#### WRITTEN EXERCISE
For each statement below, say whether it agrees with the prefixcloak notes that follow. Answer yes or no, and quote the deciding words from the notes. (a) PrefixCloak keys are 32 bytes long. (b) If no input file is given, the tool reads from stdin. (c) For anonymous exports, the key should be kept in a controlled secret store.

╭─ DOCUMENT SEGMENT

Notice that 1.2.3.4 and 1.2.3.99 collapse to one pseudonymous /24, while the two IPv6 addresses collapse to one pseudonymous /48.
Usage of prefixcloak:
-generate-key
generate a new PrefixCloak key and print it
-in string
input file; defaults to stdin
-key-base64 string
PrefixCloak key as base64
-key-file string
file containing key as hex, base64, hex:<value>, or base64:<value>
-key-hex string
PrefixCloak key as hex
-mode string
override mode: pseudonymous or anonymous
-out string
output file; defaults to stdout
-policy string
YAML policy file
-report
print a GDPR-aware processing report to stderr (default true)
PrefixCloak keys are 32 bytes. Store them separately from sanitized data.
For pseudonymous analytics:
- keep the key in a controlled secret store
- rotate keys by dataset or retention window
- document which key produced which exported dataset
- treat output as personal data while the key exists
For anonymous exports:
- use a job-specific key
- apply explicit truncation
- verify the output
- discard the key material
- keep only the truncated output
fail_on_raw_leak rejects a line if an IP parsed from the input is still present after transformation. This catches common policy mistakes such as preserving all IPv4 bits.

╰─
╭─ EXTRACTED MATERIAL

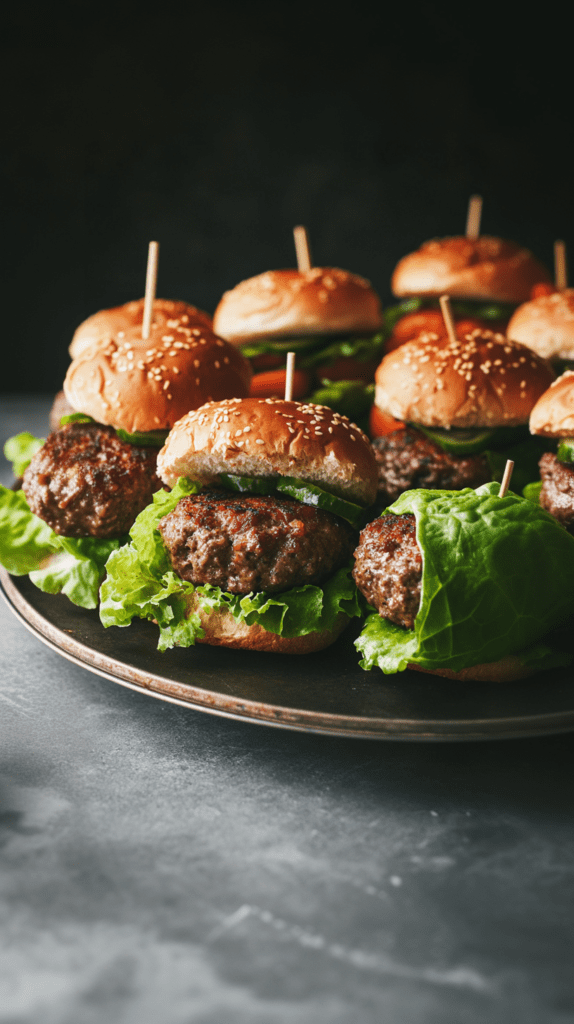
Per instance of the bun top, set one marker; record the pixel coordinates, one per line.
(553, 415)
(484, 380)
(484, 268)
(148, 385)
(103, 326)
(546, 325)
(271, 437)
(291, 303)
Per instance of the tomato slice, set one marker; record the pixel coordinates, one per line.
(271, 384)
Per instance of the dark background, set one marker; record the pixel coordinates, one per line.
(215, 129)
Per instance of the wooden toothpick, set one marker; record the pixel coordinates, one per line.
(561, 269)
(447, 317)
(289, 376)
(302, 249)
(473, 217)
(150, 284)
(506, 477)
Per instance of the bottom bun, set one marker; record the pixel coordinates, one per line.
(505, 671)
(222, 631)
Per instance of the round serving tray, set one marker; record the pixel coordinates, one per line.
(326, 692)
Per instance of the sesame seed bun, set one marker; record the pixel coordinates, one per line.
(546, 325)
(148, 385)
(101, 327)
(553, 415)
(485, 268)
(271, 437)
(222, 631)
(483, 381)
(291, 303)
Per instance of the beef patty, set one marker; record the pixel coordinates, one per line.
(84, 481)
(252, 543)
(389, 567)
(406, 459)
(557, 495)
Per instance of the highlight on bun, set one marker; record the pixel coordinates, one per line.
(484, 380)
(105, 325)
(553, 415)
(271, 437)
(294, 303)
(546, 325)
(141, 386)
(485, 268)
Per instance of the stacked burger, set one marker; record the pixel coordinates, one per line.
(83, 488)
(485, 276)
(252, 547)
(456, 409)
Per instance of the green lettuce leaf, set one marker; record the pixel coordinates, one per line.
(75, 418)
(19, 450)
(351, 398)
(144, 534)
(140, 584)
(526, 455)
(74, 566)
(497, 576)
(25, 540)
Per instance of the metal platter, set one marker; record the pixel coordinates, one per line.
(326, 692)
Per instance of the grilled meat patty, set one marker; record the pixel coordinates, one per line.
(246, 543)
(557, 495)
(389, 567)
(85, 481)
(407, 459)
(60, 407)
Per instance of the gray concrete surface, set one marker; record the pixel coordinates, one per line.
(162, 865)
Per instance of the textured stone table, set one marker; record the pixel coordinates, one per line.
(162, 865)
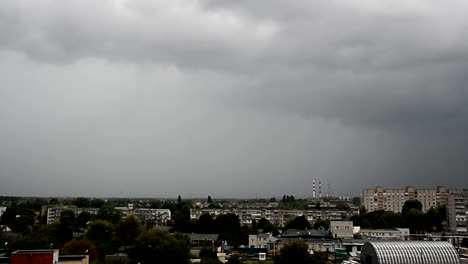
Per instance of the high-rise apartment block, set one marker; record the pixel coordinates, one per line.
(457, 211)
(393, 199)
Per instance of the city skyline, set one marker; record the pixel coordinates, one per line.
(231, 99)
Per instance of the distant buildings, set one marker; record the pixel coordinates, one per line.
(342, 229)
(385, 234)
(278, 217)
(145, 215)
(393, 199)
(46, 256)
(455, 201)
(457, 211)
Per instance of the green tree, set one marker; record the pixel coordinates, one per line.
(158, 246)
(82, 219)
(267, 227)
(299, 222)
(128, 229)
(208, 255)
(229, 229)
(204, 224)
(66, 226)
(411, 204)
(100, 232)
(325, 224)
(80, 247)
(43, 236)
(233, 260)
(109, 213)
(82, 202)
(294, 252)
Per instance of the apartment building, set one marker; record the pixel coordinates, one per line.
(278, 217)
(393, 199)
(457, 211)
(145, 215)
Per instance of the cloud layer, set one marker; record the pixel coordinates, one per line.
(231, 98)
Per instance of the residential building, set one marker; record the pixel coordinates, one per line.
(457, 211)
(39, 256)
(145, 215)
(262, 241)
(393, 199)
(2, 210)
(73, 259)
(342, 229)
(278, 217)
(385, 234)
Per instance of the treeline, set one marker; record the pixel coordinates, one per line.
(411, 217)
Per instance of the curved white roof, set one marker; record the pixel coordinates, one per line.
(415, 252)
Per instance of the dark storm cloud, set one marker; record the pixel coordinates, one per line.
(357, 93)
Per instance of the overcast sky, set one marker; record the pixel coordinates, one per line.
(231, 98)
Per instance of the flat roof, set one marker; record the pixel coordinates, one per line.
(35, 251)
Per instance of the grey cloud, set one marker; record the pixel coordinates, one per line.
(358, 93)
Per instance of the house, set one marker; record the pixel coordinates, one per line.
(38, 256)
(73, 259)
(342, 229)
(385, 234)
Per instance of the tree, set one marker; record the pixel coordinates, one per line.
(294, 252)
(233, 260)
(157, 245)
(109, 213)
(299, 222)
(97, 203)
(411, 204)
(229, 229)
(205, 224)
(66, 226)
(44, 236)
(267, 227)
(209, 255)
(128, 229)
(80, 247)
(81, 202)
(100, 232)
(83, 219)
(319, 224)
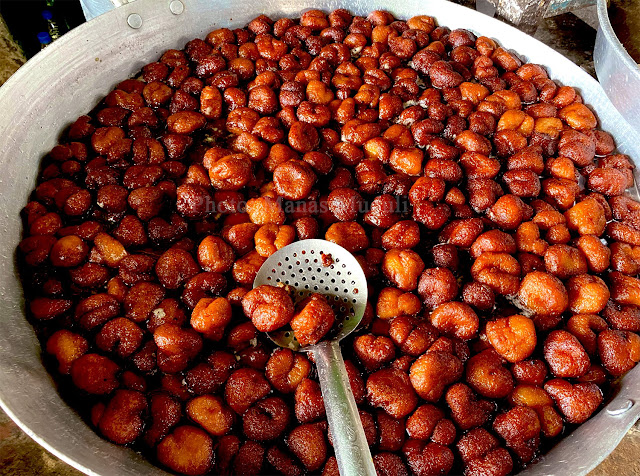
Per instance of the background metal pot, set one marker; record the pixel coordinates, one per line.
(69, 77)
(617, 72)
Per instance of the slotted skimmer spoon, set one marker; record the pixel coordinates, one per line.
(320, 266)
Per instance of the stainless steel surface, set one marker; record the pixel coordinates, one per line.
(69, 77)
(320, 266)
(349, 441)
(618, 74)
(300, 265)
(527, 14)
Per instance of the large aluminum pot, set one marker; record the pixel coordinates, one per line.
(69, 77)
(617, 72)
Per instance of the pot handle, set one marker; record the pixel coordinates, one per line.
(94, 8)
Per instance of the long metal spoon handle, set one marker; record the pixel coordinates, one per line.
(349, 440)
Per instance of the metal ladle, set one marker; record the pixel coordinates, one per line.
(320, 266)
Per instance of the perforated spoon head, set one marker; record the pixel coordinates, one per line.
(318, 266)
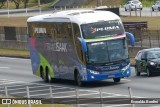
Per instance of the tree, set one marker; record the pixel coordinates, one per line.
(2, 2)
(17, 3)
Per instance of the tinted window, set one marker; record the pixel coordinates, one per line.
(139, 56)
(102, 29)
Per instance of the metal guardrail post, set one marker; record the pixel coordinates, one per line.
(158, 38)
(130, 94)
(51, 95)
(28, 95)
(151, 12)
(101, 97)
(26, 12)
(6, 93)
(135, 11)
(130, 10)
(77, 97)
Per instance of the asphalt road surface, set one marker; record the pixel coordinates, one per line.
(32, 12)
(16, 74)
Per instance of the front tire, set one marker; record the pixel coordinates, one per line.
(117, 79)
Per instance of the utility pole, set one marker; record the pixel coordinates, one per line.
(39, 5)
(8, 7)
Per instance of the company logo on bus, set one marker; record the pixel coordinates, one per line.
(93, 30)
(40, 30)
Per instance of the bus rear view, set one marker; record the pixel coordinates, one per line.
(80, 45)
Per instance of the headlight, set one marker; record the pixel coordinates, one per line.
(94, 72)
(152, 63)
(126, 67)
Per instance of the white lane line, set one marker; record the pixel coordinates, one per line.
(74, 95)
(4, 67)
(118, 105)
(126, 80)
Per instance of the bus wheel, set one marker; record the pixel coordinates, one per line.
(117, 79)
(48, 77)
(78, 79)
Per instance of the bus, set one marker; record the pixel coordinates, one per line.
(80, 45)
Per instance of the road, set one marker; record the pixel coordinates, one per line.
(16, 74)
(32, 12)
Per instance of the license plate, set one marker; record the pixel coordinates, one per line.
(111, 76)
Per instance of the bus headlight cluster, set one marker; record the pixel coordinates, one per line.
(94, 72)
(126, 67)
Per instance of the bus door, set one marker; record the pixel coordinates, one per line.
(65, 50)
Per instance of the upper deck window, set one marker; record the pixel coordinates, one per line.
(102, 29)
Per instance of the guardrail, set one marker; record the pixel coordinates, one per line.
(52, 94)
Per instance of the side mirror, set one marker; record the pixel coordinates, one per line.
(131, 37)
(84, 45)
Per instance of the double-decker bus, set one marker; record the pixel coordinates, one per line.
(80, 45)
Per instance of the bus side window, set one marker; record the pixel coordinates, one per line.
(78, 44)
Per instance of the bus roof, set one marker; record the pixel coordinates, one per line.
(76, 16)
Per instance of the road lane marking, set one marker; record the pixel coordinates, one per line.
(126, 80)
(4, 67)
(118, 105)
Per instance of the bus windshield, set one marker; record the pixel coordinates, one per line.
(107, 51)
(102, 29)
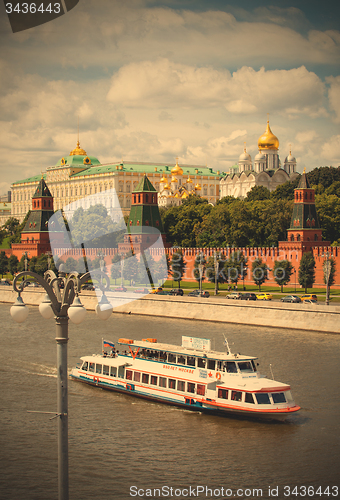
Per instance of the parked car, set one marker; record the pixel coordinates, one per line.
(291, 298)
(264, 296)
(247, 296)
(233, 295)
(88, 286)
(197, 293)
(309, 297)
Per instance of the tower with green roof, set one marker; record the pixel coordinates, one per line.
(144, 218)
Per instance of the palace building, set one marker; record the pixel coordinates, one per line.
(78, 175)
(266, 170)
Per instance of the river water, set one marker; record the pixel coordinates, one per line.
(122, 447)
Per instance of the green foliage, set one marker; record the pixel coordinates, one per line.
(260, 272)
(328, 209)
(282, 271)
(258, 193)
(95, 227)
(306, 275)
(285, 191)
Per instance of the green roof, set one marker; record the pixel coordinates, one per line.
(144, 186)
(78, 161)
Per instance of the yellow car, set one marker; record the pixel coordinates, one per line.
(264, 296)
(311, 296)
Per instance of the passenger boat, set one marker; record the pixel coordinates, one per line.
(192, 376)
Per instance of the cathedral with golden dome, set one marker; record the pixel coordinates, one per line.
(266, 170)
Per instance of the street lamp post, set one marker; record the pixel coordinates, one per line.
(62, 302)
(216, 265)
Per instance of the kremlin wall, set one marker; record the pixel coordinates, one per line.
(141, 188)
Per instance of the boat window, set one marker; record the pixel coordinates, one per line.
(181, 360)
(200, 389)
(191, 361)
(201, 362)
(172, 383)
(223, 393)
(278, 397)
(191, 387)
(245, 366)
(249, 398)
(231, 367)
(211, 364)
(162, 381)
(180, 385)
(262, 398)
(236, 395)
(171, 358)
(289, 397)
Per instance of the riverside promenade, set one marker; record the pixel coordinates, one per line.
(309, 317)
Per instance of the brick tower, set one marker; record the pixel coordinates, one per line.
(305, 231)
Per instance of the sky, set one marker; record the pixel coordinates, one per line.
(154, 80)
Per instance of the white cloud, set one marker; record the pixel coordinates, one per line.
(331, 151)
(163, 83)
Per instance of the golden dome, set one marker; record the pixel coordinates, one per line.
(268, 140)
(78, 151)
(177, 169)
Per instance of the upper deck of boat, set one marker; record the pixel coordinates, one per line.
(188, 351)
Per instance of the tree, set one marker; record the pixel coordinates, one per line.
(260, 272)
(282, 271)
(3, 263)
(116, 267)
(258, 193)
(13, 263)
(177, 266)
(306, 275)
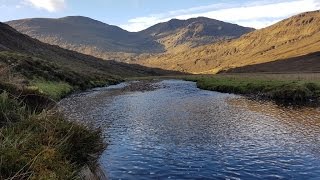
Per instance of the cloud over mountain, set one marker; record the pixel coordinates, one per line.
(49, 5)
(257, 14)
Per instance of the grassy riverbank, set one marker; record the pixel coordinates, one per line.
(286, 88)
(36, 141)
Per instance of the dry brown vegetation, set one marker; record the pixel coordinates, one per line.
(296, 36)
(101, 40)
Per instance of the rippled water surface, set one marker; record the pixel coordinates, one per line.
(177, 131)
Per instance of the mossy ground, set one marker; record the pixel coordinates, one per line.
(36, 141)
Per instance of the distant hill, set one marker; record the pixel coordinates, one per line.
(86, 36)
(98, 39)
(292, 37)
(183, 34)
(19, 48)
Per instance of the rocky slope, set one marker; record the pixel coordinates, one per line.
(98, 39)
(16, 46)
(177, 35)
(292, 37)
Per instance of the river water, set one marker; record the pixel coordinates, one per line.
(172, 130)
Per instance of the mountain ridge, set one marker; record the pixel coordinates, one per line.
(92, 37)
(292, 37)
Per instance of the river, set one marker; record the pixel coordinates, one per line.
(170, 129)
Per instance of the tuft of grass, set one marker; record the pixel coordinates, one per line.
(44, 146)
(55, 90)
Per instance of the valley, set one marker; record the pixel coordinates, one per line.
(184, 98)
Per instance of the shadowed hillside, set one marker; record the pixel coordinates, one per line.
(98, 39)
(16, 46)
(292, 37)
(180, 35)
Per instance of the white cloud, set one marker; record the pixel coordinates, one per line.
(257, 14)
(49, 5)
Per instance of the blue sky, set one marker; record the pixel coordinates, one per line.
(135, 15)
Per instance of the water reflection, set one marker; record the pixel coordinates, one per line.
(178, 131)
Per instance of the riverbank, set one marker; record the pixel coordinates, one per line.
(36, 140)
(286, 89)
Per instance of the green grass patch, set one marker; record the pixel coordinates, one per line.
(286, 90)
(55, 90)
(45, 145)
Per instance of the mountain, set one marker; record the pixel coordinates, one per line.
(184, 34)
(292, 37)
(86, 36)
(98, 39)
(27, 55)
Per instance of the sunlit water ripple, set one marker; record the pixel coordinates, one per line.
(180, 132)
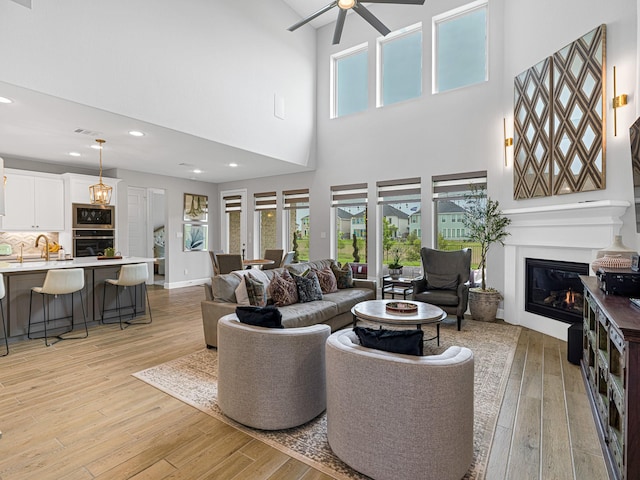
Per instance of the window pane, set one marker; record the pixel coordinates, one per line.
(462, 50)
(299, 225)
(352, 93)
(402, 68)
(267, 230)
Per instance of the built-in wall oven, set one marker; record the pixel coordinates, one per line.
(92, 242)
(93, 216)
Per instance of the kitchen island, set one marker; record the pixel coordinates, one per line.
(21, 277)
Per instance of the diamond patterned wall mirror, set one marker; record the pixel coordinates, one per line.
(559, 130)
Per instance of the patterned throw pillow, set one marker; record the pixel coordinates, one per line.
(308, 287)
(327, 279)
(344, 276)
(255, 291)
(283, 290)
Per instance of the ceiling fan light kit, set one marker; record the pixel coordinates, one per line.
(356, 6)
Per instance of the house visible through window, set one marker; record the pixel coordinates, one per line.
(350, 212)
(450, 196)
(297, 222)
(460, 47)
(400, 203)
(349, 77)
(265, 205)
(400, 65)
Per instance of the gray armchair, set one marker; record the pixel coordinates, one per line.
(445, 282)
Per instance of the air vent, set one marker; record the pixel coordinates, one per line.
(84, 131)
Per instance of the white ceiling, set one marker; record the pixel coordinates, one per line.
(42, 127)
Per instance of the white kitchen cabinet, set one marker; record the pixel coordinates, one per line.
(33, 202)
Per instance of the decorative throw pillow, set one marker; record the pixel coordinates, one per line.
(308, 287)
(344, 276)
(327, 279)
(408, 342)
(255, 291)
(442, 281)
(269, 317)
(283, 290)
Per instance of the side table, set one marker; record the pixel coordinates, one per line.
(400, 286)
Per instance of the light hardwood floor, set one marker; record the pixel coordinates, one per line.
(73, 411)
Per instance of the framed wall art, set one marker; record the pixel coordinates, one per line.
(195, 208)
(196, 237)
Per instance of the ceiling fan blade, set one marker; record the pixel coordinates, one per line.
(371, 18)
(324, 9)
(401, 2)
(337, 33)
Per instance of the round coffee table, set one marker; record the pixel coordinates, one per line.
(376, 311)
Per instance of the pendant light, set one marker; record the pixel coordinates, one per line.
(100, 194)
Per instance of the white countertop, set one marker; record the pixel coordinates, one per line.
(30, 265)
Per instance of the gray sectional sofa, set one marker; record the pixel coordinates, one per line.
(334, 309)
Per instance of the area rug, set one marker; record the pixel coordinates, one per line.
(193, 380)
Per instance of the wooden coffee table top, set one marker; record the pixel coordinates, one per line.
(375, 311)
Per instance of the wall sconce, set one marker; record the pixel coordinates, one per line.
(508, 141)
(618, 101)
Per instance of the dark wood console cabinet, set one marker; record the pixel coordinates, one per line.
(611, 370)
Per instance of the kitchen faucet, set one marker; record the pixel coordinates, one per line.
(45, 251)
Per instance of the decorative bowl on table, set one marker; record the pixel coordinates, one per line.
(401, 307)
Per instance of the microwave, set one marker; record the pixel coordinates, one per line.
(93, 216)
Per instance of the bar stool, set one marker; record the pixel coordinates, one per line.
(4, 325)
(129, 276)
(59, 282)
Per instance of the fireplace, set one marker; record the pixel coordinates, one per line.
(553, 289)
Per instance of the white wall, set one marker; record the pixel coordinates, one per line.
(208, 68)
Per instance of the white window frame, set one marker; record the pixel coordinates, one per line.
(450, 15)
(333, 106)
(403, 32)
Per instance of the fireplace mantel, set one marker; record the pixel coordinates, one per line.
(571, 232)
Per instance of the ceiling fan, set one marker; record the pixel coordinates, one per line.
(356, 6)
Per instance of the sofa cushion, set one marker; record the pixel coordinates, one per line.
(269, 317)
(327, 280)
(408, 342)
(344, 276)
(347, 298)
(224, 287)
(308, 287)
(442, 281)
(283, 289)
(310, 313)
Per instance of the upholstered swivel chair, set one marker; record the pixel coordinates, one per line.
(393, 416)
(228, 262)
(445, 281)
(271, 378)
(133, 275)
(64, 281)
(274, 254)
(4, 325)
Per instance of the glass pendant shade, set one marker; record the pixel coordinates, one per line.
(100, 194)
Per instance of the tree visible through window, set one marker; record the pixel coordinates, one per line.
(460, 47)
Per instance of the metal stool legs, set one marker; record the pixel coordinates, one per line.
(4, 331)
(133, 297)
(46, 311)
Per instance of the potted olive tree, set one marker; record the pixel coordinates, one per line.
(395, 267)
(486, 225)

╰─

#### WRITTEN RESPONSE
(a) Yes: "PrefixCloak keys are 32 bytes."
(b) Yes: "input file; defaults to stdin"
(c) No: "discard the key material"